Work to be completed:
Transcribe exactly everything in the data below from the line containing "point: chandelier -- one" down to the line containing "point: wooden side", both lines included and nothing further.

+++ Data to use +++

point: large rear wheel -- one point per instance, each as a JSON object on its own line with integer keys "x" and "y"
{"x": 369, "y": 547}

+++
+++ Data to use +++

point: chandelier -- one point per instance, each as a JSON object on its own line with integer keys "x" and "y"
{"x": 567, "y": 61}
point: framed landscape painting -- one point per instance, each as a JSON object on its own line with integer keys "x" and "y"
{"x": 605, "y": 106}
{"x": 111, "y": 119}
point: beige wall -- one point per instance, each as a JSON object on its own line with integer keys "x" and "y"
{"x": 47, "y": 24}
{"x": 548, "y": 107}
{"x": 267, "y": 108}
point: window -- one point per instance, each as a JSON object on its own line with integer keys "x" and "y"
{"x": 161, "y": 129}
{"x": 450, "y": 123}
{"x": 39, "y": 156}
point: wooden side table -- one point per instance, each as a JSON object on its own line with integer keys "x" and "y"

+++

Exercise output:
point: chandelier -- one point per instance, each as a JSON object on its own line with integer keys "x" and "y"
{"x": 567, "y": 61}
point: framed landscape painting -- one point per instance, each as a JSON object on its own line with integer keys "x" and "y"
{"x": 605, "y": 106}
{"x": 111, "y": 119}
point: beige wall -- one point per instance, each as a JSON object on its own line with integer keys "x" and "y"
{"x": 47, "y": 24}
{"x": 548, "y": 107}
{"x": 267, "y": 108}
point: window -- one point per instance, each as a JSON object on its own line with integer keys "x" and "y"
{"x": 161, "y": 129}
{"x": 450, "y": 123}
{"x": 39, "y": 156}
point: wooden side table -- one point per instance, each as a JSON object on its own line with integer keys "x" and "y"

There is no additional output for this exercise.